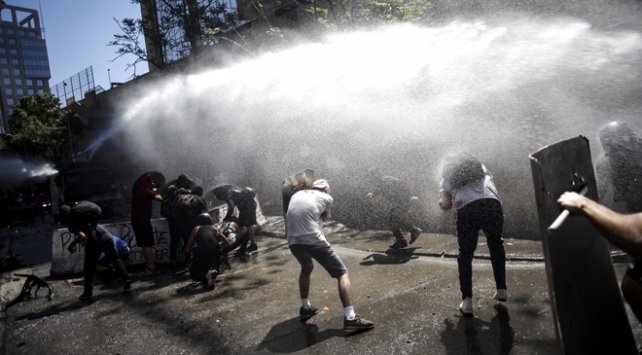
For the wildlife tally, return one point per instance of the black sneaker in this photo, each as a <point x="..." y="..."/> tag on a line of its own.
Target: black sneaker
<point x="86" y="297"/>
<point x="357" y="324"/>
<point x="225" y="263"/>
<point x="400" y="243"/>
<point x="414" y="234"/>
<point x="307" y="313"/>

++++++++

● **What you should do**
Everything in the listing, except its images, should be set down exactly.

● **Reply**
For the wildlife tally, return one point per instance of the black sneaker in this photo, each as a <point x="..." y="..."/> tag on a line of its own.
Target: black sneaker
<point x="86" y="297"/>
<point x="357" y="324"/>
<point x="225" y="263"/>
<point x="400" y="243"/>
<point x="414" y="234"/>
<point x="307" y="313"/>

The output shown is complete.